Work item ▸ Look through the entries. Copy each line that has the word "below".

Task input ▸
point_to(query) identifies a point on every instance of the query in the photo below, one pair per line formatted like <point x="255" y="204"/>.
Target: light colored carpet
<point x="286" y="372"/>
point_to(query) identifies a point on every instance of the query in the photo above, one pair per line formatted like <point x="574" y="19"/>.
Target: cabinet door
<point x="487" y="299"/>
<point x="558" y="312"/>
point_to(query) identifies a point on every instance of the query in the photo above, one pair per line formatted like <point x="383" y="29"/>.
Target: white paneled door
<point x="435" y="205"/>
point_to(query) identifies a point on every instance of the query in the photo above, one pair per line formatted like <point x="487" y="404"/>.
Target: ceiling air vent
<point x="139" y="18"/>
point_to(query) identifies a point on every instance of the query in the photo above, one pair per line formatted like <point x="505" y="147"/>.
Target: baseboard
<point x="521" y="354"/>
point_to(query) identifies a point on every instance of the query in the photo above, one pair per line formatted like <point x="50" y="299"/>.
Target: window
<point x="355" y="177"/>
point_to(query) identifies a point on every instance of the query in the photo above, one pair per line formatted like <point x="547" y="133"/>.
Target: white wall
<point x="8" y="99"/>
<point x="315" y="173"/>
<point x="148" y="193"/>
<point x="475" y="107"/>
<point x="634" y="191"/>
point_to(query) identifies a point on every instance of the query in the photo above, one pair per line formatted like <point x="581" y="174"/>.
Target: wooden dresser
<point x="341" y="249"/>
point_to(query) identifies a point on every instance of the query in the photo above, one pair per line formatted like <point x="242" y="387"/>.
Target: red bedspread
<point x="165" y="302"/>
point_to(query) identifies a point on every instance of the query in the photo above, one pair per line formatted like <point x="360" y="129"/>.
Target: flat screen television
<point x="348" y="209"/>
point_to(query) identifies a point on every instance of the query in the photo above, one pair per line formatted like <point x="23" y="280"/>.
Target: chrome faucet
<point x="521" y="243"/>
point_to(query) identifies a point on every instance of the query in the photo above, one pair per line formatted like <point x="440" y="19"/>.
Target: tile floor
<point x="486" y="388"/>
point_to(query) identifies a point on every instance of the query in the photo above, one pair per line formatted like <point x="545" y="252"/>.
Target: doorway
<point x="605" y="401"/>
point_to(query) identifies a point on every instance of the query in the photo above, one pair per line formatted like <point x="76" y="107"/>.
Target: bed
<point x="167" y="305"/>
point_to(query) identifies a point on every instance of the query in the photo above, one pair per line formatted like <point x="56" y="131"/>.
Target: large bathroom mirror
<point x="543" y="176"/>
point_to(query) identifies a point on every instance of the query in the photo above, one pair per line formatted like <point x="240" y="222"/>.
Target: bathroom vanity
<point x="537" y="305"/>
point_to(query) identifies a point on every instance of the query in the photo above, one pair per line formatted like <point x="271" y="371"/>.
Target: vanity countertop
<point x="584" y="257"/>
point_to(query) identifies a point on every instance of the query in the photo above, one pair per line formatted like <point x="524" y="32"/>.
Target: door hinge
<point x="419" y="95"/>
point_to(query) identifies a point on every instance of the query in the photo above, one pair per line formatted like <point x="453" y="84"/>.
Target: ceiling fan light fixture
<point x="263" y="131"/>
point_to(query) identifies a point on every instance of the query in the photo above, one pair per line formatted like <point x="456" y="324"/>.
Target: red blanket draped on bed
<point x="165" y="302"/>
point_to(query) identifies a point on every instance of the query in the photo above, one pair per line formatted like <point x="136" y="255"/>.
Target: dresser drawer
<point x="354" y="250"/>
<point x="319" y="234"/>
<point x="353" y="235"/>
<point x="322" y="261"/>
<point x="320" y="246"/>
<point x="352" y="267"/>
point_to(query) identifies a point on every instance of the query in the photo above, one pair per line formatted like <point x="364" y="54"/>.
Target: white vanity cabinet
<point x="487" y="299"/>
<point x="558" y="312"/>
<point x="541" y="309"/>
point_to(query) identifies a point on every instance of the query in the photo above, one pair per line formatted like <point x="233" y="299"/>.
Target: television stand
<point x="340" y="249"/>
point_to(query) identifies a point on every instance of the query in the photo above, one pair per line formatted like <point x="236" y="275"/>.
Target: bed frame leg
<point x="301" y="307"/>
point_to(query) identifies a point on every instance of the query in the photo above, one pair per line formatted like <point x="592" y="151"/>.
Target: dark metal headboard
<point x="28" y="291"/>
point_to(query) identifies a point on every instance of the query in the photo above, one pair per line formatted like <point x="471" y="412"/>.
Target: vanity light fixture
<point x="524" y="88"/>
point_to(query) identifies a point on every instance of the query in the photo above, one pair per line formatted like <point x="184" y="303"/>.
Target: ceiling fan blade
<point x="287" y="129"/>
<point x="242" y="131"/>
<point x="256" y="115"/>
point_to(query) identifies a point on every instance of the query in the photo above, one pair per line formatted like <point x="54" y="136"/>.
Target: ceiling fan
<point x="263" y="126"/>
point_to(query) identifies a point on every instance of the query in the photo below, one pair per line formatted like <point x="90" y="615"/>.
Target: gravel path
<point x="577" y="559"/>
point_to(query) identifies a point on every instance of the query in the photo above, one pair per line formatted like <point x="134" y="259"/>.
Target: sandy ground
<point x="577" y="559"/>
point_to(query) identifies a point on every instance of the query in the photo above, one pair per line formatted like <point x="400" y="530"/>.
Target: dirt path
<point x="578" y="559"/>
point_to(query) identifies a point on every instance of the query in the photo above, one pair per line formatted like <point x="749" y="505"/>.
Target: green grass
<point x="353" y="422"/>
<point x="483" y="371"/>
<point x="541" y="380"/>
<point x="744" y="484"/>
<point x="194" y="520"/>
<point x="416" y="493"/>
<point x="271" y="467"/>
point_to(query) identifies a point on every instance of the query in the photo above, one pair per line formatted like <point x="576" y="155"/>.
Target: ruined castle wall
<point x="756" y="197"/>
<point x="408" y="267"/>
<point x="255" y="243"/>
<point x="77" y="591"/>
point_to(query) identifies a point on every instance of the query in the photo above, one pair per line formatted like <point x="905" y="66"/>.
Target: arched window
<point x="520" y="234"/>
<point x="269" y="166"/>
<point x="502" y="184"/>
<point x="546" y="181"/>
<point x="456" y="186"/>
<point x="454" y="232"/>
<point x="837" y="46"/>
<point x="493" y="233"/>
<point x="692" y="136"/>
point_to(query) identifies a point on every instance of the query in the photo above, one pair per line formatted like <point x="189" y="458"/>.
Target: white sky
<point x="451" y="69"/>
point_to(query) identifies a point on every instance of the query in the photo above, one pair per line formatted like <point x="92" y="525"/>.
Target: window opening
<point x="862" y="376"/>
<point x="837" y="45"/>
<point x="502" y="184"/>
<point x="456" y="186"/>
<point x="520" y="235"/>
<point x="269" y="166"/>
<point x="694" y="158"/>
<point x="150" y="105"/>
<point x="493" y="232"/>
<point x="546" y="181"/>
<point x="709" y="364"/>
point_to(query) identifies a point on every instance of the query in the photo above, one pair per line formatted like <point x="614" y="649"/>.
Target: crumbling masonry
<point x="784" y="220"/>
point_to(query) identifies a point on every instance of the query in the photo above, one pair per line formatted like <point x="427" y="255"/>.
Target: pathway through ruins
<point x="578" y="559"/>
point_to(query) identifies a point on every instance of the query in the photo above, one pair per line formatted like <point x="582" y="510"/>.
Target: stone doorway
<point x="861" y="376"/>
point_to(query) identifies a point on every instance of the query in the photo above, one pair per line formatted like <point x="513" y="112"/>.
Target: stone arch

* * *

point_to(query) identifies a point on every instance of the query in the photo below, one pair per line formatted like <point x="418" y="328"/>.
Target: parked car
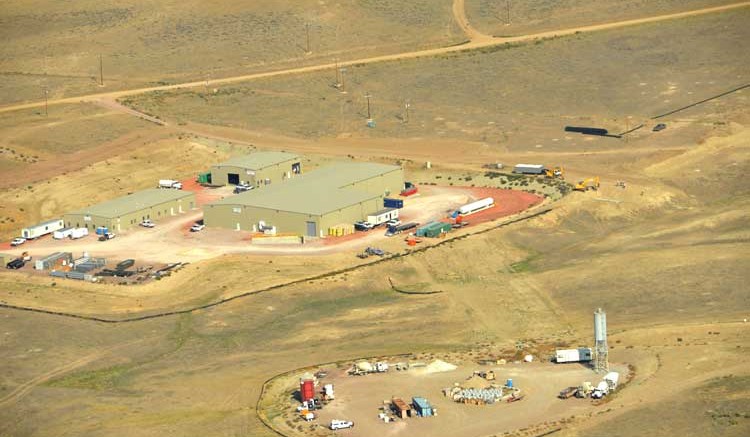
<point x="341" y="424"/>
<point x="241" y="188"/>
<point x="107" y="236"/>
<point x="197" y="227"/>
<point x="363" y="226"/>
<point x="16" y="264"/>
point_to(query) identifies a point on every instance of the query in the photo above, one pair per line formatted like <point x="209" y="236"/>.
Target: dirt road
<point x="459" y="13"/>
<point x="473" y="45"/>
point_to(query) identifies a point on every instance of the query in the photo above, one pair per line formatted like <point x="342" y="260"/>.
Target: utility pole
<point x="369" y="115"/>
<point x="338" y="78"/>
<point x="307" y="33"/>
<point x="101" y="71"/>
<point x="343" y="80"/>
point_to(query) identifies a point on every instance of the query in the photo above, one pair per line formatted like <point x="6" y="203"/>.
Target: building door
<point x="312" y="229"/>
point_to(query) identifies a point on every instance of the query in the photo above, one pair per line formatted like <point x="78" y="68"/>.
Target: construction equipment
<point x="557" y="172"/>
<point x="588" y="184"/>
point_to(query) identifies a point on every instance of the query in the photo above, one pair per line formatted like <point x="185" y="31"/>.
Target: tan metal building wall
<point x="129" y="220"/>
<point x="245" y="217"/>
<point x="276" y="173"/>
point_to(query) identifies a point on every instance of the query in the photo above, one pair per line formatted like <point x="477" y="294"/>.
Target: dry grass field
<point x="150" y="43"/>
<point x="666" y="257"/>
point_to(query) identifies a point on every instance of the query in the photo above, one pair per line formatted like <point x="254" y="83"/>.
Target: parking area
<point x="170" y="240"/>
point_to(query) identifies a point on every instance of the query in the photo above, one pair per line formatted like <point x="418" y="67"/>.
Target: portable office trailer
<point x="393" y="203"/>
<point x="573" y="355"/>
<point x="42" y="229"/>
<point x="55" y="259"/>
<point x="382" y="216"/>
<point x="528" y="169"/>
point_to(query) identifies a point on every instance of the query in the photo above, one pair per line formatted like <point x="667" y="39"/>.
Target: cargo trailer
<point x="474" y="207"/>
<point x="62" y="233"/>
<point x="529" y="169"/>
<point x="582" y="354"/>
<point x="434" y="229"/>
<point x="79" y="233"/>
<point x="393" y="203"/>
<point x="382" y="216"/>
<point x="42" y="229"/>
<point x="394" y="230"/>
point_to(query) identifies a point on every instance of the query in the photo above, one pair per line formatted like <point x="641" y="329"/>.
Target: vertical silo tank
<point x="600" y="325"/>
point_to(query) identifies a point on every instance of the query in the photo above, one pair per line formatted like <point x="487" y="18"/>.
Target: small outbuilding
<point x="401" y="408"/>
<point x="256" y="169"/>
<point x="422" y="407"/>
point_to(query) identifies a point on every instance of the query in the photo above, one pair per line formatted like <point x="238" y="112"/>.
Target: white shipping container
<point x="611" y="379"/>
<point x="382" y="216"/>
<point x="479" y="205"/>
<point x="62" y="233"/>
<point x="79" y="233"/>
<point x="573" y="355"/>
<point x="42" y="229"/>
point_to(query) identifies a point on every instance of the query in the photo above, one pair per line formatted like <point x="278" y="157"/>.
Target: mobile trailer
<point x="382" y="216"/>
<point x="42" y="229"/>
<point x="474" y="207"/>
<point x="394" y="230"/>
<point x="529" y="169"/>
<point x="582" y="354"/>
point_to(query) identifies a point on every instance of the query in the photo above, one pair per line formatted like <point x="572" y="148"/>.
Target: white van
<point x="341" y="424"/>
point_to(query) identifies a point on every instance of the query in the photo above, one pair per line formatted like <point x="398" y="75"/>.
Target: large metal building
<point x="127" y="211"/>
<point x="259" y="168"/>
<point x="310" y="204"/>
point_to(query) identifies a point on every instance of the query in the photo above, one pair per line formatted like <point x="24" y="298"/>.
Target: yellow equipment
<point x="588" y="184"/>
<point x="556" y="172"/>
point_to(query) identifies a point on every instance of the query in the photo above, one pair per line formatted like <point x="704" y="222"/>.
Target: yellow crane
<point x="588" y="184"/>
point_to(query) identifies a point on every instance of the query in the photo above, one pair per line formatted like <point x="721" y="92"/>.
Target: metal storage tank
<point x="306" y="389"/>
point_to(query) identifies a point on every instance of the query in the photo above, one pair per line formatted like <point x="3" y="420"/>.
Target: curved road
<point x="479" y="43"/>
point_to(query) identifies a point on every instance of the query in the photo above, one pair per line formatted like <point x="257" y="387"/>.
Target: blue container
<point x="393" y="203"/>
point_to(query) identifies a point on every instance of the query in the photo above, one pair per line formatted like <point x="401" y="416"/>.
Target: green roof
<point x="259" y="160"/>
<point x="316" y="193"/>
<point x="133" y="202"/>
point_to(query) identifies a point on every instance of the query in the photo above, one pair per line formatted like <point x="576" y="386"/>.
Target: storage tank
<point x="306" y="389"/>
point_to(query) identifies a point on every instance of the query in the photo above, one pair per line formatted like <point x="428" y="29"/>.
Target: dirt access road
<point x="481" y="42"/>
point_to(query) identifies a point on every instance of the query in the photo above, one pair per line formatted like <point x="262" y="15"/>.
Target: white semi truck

Response ▸
point_to(query) identifies a point on every instance of the query in the photo below, one pair per line formatted like <point x="255" y="204"/>.
point_to(query) identifies a point on every instance of the query in the photo below, one pair per line formatted like <point x="90" y="615"/>.
point_to(query) identifies a point on every instance of the query in the photo below, one pair per line formatted like <point x="418" y="328"/>.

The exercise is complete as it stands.